[Arbeitsauftrag a] Gib alle Zeilen der Datensätze zurück, in denen die Zeichenfolge „uniform“ vorkommt.

[Textauszug]
......
Under Construction.

von Wolfgang Schneider

Hildesheim, 24. Oktober 2012. Fünf Thesen zum Vortrag im Rahmen der Ringvorlesung "Theater. Entwickeln. Planen. Kulturpolitische Konzeptionen zur Reform der Darstellenden Künste" des Instituts für Kulturpolitik der Universität Hildesheim

Die Krise des Kulturstaates ist die Krise der Kulturfinanzierung in den Kommunen ist die Krise der Kulturpolitik! Kommunale Kulturförderung hat es versäumt, eine Verständigung darüber herzustellen, welche Rolle Theater zukünftig in der Gesellschaft spielen soll, welche Strukturen hierfür nachhaltig Wirkung erzielen und welche Maßnahmen zu ergreifen wären, um eine breite Partizipation der Bevölkerung zu ermöglichen.

Erstens
Die künstlerischen und politischen Träger der deutschen Stadt- und Staatstheater sind mit Schuld an der Misere, weil sie allzu gerne nur auf die Perpetuierung ihres Systems beharren. Die Situation, in der wir uns im Moment befinden, ist nicht nur eine Folge des Versagens der Kulturpolitik, sondern auch der Theater. Wenn sie sich selbst für neue Formen geöffnet haben, dann nur in einigen wenigen Projekten. Wenn sich etwas geändert hat, dann eigentlich nur durch einzelne künstlerische Persönlichkeiten, die hier und da die Zeichen der Zeit erkannt haben. Aber es ist nichts Strukturelles passiert, bei dem man sagen könnte, dass es eine Perspektive für das Überleben wäre.

Zweitens

"Ich gehe sehr ungern ins Theater", schreibt der 17-jährige Mourad R. dem Forum Freies Theater Düsseldorf. Warum er nicht gerne ins Theater geht, kann man im dritten Band einer Brief-Edition unter dem Titel "Absagen ans Theater" (April 2012) lesen: " ... ich habe Besseres und vor allem Wichtigeres zu tun". Theater ist für ihn wie für viele andere Schüler "eine nervende Pflichtveranstaltung". Anscheinend hat unsere viel gerühmte Theaterlandschaft nicht angemessen auf Zuwanderung reagiert und kulturelle Vielfalt nicht entsprechend auf der Agenda. Dabei bezeichnen sich doch insbesondere die Stadt- und Staatstheater gerne als Spiegel der Gesellschaft. In unserem Kulturstaat ist das Schauspiel aber ziemlich deutsch geblieben. Nicht nur das Publikum entspricht nicht der bunten Republik, auch im Personal und in den Produktionen ist das Theater wenig multiethnisch.
......
[Zu bearbeitendes Material]
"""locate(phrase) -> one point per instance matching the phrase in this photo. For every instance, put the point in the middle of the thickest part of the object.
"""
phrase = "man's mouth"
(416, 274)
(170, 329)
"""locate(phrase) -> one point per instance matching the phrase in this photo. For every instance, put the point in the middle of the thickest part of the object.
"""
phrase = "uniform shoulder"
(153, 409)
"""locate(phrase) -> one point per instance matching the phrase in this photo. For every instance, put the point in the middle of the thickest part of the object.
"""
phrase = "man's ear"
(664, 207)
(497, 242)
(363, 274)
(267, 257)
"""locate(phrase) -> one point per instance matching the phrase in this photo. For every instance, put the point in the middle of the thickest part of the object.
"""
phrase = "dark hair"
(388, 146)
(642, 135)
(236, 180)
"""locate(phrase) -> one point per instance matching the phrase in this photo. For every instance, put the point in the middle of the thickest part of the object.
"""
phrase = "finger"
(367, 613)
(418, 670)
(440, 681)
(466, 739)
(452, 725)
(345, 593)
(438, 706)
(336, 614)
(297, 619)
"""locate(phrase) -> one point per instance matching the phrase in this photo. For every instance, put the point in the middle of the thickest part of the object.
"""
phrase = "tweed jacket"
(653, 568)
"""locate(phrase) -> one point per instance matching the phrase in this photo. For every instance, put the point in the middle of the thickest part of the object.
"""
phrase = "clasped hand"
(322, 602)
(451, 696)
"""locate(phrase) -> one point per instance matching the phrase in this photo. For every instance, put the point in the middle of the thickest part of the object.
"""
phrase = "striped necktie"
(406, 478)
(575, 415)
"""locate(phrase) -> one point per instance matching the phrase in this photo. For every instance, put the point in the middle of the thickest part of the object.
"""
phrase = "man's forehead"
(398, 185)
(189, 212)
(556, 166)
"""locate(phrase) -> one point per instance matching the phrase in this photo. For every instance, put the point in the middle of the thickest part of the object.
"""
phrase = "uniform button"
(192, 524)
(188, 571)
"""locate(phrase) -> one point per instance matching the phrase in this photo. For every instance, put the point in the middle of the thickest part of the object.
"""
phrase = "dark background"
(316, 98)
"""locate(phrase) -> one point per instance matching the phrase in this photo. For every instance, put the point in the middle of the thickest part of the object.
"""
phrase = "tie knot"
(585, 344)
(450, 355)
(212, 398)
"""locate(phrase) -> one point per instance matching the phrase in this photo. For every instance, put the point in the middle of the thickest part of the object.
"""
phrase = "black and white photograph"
......
[Arbeitsauftrag b] Fasse den Textauszug in drei Sätzen zusammen.

[Vollständige Lösung a]
phrase = "uniform shoulder"
phrase = "uniform button"

[Vollständige Lösung b] Die Krise des Kulturstaates gilt als Krise der kommunalen Kulturfinanzierung und der Kulturpolitik, die versäumt hat, eine Verständigung über die künftige Rolle des Theaters in der Gesellschaft herzustellen. Laut der ersten These tragen auch die Träger der Stadt- und Staatstheater Mitschuld, weil sie auf dem Fortbestand ihres Systems beharren, sodass sich nur in wenigen Projekten und durch einzelne Persönlichkeiten etwas verändert hat, aber nichts Strukturelles. Die zweite These führt einen 17-Jährigen an, der sehr ungern ins Theater geht, und bemängelt, dass die Theater kaum auf Zuwanderung reagiert haben und in Publikum, Personal und Produktionen wenig multiethnisch sind.